REQUIREMENT
Take every line from the records below that includes the word "guardrail".

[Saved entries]
-------------------------
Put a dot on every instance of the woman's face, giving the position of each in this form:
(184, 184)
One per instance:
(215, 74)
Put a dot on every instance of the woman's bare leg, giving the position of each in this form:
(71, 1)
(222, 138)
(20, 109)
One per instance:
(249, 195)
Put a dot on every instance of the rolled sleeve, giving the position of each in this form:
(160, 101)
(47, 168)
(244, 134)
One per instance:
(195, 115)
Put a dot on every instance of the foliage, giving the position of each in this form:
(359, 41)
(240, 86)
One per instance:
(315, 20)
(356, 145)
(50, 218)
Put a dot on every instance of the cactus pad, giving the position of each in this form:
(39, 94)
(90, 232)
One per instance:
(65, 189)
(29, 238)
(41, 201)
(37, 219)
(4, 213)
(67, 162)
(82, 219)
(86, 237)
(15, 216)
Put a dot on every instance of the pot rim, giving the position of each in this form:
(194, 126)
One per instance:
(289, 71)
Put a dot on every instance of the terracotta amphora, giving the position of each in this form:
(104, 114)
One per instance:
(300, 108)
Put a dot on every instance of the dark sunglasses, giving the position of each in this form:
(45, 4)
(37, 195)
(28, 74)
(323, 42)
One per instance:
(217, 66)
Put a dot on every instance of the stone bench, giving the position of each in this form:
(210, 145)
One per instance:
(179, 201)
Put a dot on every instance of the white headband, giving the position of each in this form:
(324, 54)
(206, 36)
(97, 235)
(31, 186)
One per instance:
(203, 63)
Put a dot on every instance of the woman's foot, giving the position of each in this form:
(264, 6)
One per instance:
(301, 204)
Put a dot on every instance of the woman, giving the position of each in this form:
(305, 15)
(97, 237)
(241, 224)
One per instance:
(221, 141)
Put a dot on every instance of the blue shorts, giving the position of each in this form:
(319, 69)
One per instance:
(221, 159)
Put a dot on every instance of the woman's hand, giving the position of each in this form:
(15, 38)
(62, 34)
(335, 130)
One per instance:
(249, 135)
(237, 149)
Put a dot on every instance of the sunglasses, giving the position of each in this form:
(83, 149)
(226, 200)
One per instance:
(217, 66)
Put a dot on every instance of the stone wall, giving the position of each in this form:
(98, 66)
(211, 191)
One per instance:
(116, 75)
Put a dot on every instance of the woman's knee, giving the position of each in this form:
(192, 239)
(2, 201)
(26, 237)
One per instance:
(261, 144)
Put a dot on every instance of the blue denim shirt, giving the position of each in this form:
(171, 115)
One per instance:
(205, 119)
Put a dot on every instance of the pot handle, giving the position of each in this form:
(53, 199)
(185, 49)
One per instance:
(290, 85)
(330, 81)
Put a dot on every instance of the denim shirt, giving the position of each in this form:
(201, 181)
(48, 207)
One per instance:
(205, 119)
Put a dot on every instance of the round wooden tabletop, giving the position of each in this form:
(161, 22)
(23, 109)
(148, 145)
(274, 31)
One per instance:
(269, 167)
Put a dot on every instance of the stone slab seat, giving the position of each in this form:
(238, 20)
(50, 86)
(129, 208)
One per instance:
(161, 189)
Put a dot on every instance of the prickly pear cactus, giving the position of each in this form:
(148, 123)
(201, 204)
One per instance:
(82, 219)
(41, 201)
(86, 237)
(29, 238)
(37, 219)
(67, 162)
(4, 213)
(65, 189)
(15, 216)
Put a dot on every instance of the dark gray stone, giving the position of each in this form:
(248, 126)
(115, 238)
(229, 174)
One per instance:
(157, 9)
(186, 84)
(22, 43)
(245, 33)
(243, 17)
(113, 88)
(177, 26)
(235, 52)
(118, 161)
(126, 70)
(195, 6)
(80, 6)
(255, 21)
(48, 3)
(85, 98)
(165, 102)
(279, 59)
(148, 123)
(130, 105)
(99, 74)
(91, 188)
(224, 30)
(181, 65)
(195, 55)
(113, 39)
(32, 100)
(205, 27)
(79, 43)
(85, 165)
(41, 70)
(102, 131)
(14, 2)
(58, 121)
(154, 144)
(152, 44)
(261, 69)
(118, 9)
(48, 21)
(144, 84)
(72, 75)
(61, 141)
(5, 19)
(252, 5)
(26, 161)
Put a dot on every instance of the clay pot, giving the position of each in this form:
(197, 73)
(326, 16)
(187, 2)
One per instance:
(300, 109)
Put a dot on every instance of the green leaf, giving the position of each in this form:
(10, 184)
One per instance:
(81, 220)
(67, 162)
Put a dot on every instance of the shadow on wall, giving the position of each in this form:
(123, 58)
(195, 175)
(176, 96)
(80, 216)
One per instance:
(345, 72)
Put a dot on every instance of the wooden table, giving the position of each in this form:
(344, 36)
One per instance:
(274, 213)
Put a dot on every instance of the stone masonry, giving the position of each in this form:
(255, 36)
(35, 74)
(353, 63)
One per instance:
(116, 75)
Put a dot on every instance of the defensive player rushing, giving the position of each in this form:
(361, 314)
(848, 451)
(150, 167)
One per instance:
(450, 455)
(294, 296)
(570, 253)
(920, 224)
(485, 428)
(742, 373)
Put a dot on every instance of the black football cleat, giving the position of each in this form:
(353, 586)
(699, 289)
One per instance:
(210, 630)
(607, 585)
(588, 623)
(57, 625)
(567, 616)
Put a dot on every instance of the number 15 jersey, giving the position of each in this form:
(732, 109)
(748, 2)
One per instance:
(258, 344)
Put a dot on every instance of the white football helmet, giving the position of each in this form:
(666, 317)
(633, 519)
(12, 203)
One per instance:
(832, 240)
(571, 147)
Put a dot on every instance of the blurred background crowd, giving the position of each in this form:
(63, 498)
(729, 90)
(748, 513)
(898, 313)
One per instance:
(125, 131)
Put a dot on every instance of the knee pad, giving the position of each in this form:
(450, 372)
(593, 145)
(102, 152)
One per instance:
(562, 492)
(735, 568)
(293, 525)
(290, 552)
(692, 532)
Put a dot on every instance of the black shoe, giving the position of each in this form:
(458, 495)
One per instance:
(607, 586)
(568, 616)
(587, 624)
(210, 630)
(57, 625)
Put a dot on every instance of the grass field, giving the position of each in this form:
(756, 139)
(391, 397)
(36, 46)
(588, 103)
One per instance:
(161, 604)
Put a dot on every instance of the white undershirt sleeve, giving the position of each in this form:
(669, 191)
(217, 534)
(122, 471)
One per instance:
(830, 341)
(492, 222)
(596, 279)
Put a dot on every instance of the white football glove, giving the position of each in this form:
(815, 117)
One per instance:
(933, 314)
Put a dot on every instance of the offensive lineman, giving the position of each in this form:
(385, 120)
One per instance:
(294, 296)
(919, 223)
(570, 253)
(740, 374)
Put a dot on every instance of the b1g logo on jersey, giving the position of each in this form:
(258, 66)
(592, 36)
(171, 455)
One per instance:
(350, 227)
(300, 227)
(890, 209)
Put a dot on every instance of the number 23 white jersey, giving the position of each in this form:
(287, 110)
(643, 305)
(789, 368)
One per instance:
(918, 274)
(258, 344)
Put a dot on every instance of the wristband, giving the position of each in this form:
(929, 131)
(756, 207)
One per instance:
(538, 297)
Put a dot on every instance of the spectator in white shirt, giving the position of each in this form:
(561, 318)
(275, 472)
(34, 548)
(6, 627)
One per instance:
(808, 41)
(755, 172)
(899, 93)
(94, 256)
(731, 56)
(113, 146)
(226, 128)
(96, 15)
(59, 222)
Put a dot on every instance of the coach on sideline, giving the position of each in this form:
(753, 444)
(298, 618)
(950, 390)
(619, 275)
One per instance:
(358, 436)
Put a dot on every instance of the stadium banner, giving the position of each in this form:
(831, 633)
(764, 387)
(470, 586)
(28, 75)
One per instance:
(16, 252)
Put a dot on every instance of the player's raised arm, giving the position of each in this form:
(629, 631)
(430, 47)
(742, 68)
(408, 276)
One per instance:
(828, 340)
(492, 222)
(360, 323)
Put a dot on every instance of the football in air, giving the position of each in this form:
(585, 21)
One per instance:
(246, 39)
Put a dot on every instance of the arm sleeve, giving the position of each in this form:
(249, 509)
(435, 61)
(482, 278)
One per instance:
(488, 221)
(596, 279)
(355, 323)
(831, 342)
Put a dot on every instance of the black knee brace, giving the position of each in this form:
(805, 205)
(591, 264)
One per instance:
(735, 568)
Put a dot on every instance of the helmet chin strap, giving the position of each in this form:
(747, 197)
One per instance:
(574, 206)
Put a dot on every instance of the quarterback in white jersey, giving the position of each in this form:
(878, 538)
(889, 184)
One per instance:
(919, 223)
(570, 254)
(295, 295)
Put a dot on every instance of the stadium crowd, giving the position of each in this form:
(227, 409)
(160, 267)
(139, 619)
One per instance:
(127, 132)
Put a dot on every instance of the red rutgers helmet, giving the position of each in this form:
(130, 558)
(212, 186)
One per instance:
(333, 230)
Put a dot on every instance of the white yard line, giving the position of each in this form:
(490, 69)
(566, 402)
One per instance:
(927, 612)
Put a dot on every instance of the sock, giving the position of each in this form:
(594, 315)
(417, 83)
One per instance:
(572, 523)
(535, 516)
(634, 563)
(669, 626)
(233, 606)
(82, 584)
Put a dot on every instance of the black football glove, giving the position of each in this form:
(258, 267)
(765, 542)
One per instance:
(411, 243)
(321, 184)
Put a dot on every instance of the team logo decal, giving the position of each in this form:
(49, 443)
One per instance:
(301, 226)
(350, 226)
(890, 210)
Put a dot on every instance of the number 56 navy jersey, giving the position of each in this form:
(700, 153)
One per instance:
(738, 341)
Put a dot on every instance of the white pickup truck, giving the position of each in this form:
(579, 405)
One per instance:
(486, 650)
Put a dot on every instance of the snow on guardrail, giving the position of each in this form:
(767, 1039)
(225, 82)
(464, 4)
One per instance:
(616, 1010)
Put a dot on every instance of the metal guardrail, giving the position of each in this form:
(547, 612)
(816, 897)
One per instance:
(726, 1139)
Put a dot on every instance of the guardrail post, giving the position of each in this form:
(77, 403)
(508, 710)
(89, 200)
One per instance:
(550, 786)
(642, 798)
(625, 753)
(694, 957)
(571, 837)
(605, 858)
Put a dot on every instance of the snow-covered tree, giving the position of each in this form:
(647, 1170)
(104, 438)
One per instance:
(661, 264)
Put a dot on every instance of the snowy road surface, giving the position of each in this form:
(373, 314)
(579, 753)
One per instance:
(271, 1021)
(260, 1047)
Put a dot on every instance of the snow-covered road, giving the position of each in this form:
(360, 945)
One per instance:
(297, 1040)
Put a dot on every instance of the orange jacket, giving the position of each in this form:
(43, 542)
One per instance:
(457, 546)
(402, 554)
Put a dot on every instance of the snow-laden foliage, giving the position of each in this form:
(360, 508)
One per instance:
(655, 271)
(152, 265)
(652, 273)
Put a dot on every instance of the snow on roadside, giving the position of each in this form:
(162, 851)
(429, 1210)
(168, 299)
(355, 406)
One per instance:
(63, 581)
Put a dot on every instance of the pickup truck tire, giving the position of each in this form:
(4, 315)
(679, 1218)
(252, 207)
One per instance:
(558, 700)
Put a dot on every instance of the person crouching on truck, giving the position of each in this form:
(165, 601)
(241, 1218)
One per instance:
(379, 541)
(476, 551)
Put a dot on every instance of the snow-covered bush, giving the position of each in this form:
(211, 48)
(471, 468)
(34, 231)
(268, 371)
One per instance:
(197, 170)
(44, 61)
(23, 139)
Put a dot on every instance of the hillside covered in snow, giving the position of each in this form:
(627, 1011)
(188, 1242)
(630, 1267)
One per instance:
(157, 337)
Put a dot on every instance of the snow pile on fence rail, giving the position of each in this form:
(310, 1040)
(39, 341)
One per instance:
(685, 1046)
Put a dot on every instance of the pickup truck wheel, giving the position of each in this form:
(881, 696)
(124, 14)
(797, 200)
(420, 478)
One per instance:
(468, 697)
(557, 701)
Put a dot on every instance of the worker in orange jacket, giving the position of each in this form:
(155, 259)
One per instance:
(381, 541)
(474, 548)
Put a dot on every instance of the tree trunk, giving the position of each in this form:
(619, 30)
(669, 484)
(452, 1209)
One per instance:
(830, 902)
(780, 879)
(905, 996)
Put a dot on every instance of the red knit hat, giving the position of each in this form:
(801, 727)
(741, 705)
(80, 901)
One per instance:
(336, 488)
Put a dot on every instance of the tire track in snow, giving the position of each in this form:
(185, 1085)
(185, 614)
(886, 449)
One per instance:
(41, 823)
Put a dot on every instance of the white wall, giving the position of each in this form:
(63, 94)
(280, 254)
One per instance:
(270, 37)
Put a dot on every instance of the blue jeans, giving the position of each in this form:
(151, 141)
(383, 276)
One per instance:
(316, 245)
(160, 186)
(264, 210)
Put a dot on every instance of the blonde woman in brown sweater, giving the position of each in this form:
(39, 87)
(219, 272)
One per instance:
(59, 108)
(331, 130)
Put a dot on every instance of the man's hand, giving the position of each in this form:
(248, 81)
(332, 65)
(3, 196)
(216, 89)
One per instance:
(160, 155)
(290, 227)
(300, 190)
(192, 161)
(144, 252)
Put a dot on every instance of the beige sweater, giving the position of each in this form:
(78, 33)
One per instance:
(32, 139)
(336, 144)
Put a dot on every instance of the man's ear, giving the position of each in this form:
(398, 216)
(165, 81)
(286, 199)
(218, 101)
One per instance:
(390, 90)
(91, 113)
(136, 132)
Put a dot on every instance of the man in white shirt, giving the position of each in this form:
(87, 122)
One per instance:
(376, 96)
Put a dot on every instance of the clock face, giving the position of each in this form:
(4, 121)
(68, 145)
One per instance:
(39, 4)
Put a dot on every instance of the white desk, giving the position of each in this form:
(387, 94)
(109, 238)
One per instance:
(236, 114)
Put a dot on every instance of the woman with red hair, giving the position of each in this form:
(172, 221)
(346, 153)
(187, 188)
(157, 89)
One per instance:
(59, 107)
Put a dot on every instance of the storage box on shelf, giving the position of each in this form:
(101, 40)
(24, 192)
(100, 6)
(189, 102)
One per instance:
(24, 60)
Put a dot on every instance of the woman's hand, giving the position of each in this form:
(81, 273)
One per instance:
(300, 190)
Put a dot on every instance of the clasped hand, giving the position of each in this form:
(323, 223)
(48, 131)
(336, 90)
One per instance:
-------------------------
PROBLEM SOLUTION
Put a dot on every instance of the snow on guardrail, giving the position of each in this form:
Put a dot on every instance of the metal guardrail, giving the position of each in this form:
Put a dot on every instance of the guardrail post, giving the position of each in this form:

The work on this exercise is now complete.